Directions for this task -> Can you output the entries beginning at the line that contains "Target: blue sea water" and ending after the line that contains "x=80, y=350" as a two-column CSV with the columns request and points, one row per entry? Put each field in quotation marks and turn any line breaks inside a field into spaces.
━━━━━ Data lines ━━━━━
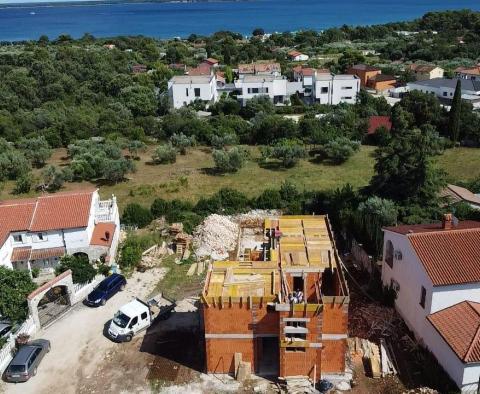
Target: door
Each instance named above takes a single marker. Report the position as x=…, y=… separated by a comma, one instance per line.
x=133, y=326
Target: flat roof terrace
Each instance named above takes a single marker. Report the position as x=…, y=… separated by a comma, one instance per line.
x=305, y=243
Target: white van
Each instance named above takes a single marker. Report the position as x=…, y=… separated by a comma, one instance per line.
x=138, y=315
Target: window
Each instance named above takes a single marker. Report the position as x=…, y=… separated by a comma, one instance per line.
x=133, y=322
x=423, y=295
x=389, y=253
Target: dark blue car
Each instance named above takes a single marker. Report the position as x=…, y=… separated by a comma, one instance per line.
x=106, y=289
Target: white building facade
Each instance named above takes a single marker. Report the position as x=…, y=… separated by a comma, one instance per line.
x=433, y=268
x=36, y=233
x=184, y=89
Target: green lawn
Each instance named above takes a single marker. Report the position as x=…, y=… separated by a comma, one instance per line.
x=190, y=177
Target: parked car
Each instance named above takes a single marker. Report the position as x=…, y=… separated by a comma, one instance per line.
x=25, y=362
x=106, y=289
x=138, y=315
x=5, y=328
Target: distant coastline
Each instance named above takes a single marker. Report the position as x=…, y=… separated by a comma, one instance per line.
x=61, y=3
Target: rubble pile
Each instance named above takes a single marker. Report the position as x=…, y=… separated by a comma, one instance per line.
x=215, y=237
x=255, y=217
x=373, y=321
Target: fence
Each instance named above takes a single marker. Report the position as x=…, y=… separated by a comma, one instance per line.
x=7, y=351
x=81, y=290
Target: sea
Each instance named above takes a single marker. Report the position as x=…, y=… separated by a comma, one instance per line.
x=180, y=19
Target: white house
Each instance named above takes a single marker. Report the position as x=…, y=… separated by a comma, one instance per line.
x=261, y=85
x=444, y=89
x=35, y=233
x=185, y=89
x=297, y=56
x=335, y=89
x=433, y=267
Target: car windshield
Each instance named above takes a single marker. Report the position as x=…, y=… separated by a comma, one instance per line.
x=121, y=320
x=16, y=368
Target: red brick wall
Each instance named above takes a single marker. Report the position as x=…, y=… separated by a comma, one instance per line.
x=335, y=318
x=220, y=354
x=333, y=356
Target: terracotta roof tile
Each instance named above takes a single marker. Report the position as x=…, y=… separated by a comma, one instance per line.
x=38, y=254
x=21, y=254
x=449, y=257
x=459, y=326
x=51, y=212
x=99, y=236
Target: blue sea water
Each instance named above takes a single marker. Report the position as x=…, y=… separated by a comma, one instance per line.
x=165, y=20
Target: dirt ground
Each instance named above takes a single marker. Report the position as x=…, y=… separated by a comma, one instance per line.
x=80, y=350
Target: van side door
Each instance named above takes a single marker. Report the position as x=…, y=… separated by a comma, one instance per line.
x=133, y=326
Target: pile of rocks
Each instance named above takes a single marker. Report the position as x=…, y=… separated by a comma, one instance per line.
x=215, y=237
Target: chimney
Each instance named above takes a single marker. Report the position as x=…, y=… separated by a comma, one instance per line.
x=447, y=222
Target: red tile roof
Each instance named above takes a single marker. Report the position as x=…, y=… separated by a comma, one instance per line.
x=21, y=254
x=449, y=257
x=50, y=212
x=375, y=122
x=459, y=326
x=38, y=254
x=99, y=236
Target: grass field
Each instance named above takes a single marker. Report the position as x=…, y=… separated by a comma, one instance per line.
x=191, y=176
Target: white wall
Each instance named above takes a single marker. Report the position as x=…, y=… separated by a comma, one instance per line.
x=411, y=276
x=178, y=92
x=445, y=296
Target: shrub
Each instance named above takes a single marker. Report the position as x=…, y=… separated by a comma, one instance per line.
x=23, y=184
x=16, y=286
x=136, y=215
x=229, y=161
x=82, y=270
x=339, y=150
x=182, y=142
x=165, y=154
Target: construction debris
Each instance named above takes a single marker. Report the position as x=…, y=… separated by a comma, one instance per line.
x=215, y=237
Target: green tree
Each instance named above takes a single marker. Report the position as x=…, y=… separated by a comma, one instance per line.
x=82, y=270
x=339, y=150
x=136, y=215
x=455, y=113
x=164, y=154
x=229, y=160
x=23, y=183
x=405, y=170
x=16, y=286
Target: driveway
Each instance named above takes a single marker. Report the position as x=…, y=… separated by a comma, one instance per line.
x=79, y=347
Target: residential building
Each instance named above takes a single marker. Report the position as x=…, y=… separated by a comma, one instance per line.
x=434, y=269
x=260, y=68
x=297, y=56
x=335, y=89
x=472, y=73
x=444, y=89
x=424, y=72
x=456, y=194
x=364, y=72
x=185, y=89
x=382, y=82
x=252, y=86
x=37, y=232
x=324, y=87
x=250, y=311
x=376, y=122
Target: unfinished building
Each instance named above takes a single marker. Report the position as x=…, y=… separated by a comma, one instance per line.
x=281, y=301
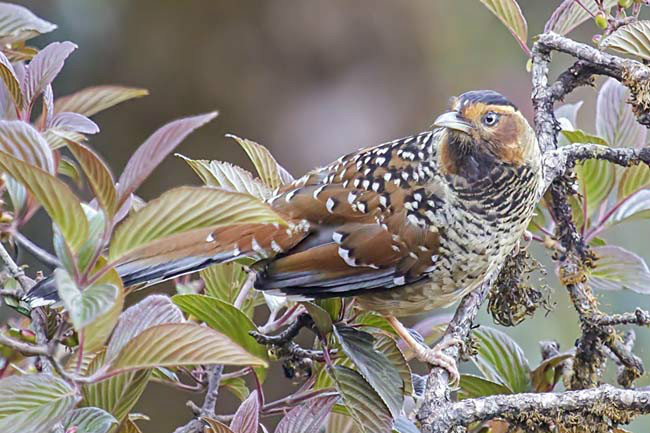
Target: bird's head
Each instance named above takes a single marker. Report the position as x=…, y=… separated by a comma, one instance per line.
x=481, y=128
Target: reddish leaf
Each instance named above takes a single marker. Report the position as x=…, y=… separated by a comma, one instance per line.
x=44, y=68
x=246, y=419
x=92, y=100
x=309, y=417
x=76, y=122
x=151, y=311
x=10, y=79
x=98, y=175
x=154, y=150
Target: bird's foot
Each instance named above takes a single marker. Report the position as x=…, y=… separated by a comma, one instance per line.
x=436, y=356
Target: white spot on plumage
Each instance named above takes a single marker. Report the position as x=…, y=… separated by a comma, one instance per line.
x=318, y=191
x=345, y=255
x=276, y=247
x=329, y=204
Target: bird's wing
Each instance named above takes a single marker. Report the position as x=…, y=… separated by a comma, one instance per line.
x=374, y=219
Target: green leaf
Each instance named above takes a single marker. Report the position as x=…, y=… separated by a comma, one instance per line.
x=388, y=346
x=597, y=179
x=570, y=14
x=246, y=419
x=20, y=140
x=84, y=307
x=89, y=420
x=509, y=12
x=375, y=320
x=151, y=311
x=228, y=176
x=97, y=333
x=154, y=150
x=118, y=394
x=57, y=138
x=405, y=425
x=375, y=367
x=632, y=39
x=186, y=208
x=10, y=79
x=617, y=268
x=474, y=386
x=55, y=196
x=18, y=24
x=579, y=136
x=308, y=417
x=34, y=402
x=501, y=360
x=635, y=206
x=98, y=175
x=175, y=344
x=615, y=120
x=92, y=100
x=364, y=404
x=271, y=173
x=633, y=179
x=321, y=318
x=96, y=227
x=332, y=306
x=237, y=386
x=44, y=68
x=545, y=377
x=68, y=167
x=224, y=281
x=339, y=423
x=223, y=317
x=17, y=194
x=216, y=426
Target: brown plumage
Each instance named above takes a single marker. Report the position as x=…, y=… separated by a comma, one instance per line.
x=405, y=226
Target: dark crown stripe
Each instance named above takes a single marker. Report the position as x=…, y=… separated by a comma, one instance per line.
x=485, y=96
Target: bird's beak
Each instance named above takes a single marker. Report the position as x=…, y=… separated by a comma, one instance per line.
x=453, y=120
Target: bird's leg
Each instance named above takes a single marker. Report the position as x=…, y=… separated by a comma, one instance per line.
x=434, y=356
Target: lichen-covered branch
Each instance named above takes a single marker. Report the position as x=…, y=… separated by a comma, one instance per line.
x=566, y=411
x=602, y=406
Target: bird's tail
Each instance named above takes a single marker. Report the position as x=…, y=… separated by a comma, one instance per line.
x=186, y=253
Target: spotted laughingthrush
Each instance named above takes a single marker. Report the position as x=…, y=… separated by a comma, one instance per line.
x=405, y=226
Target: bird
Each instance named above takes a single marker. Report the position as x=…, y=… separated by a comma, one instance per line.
x=404, y=227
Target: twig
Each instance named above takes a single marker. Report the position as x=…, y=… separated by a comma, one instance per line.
x=541, y=411
x=207, y=409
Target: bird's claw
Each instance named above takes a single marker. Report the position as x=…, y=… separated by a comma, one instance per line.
x=435, y=356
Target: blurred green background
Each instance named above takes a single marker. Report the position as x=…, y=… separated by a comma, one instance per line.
x=310, y=80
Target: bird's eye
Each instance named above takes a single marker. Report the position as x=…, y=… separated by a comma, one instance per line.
x=490, y=119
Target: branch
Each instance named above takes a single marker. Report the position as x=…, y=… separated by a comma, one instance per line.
x=437, y=396
x=207, y=409
x=544, y=411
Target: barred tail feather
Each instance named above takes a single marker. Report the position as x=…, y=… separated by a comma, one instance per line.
x=186, y=253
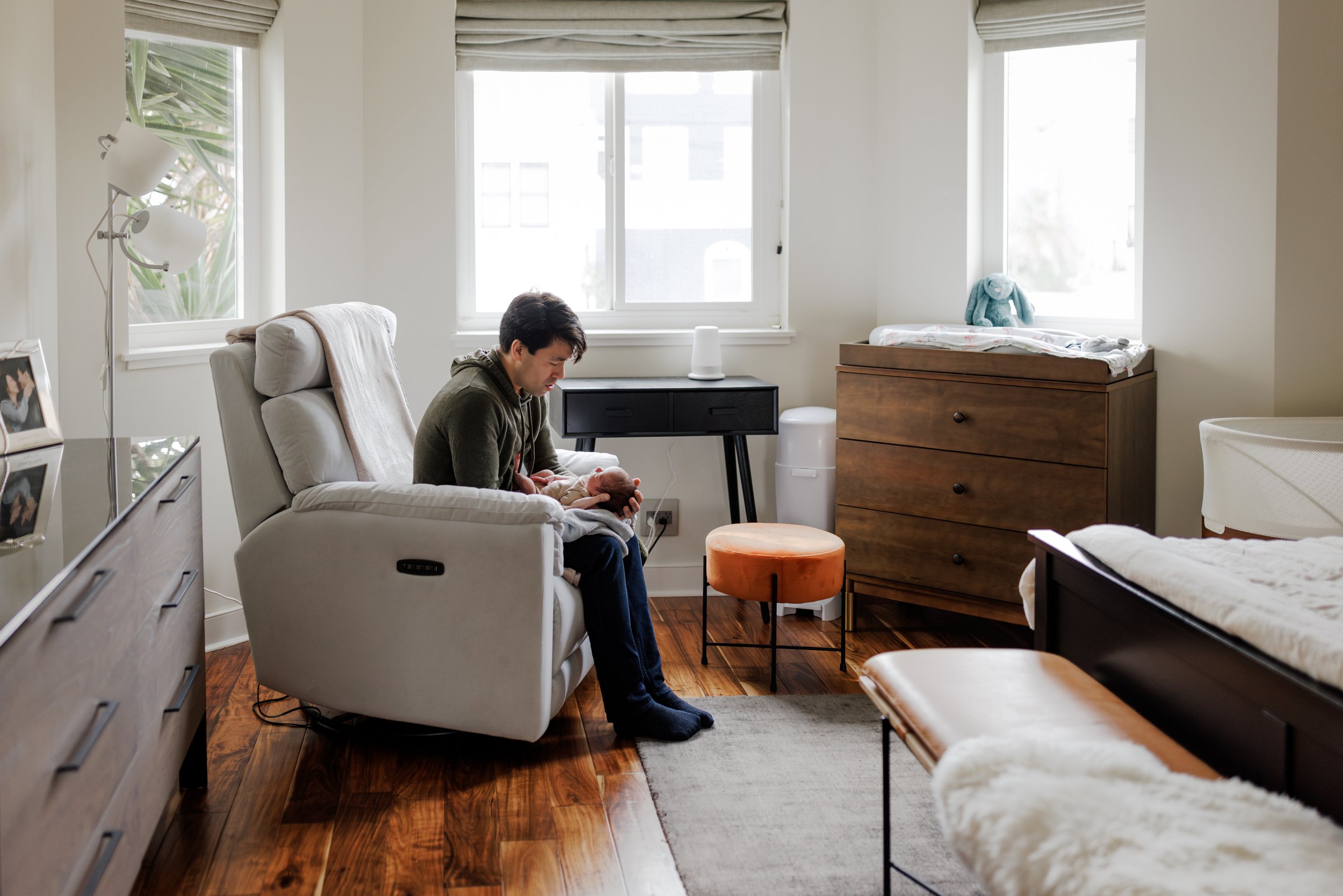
━━━━━
Expected answer ->
request,points
"Target: blue sea water Each instance named above takes a single marker. Report the position as x=…, y=… separated by a comma, one instance per line.","x=165, y=20"
"Target: dirt ground Each instance named above takes a single marker. Report the position as x=…, y=… separated by a comma, one instance per line.","x=80, y=350"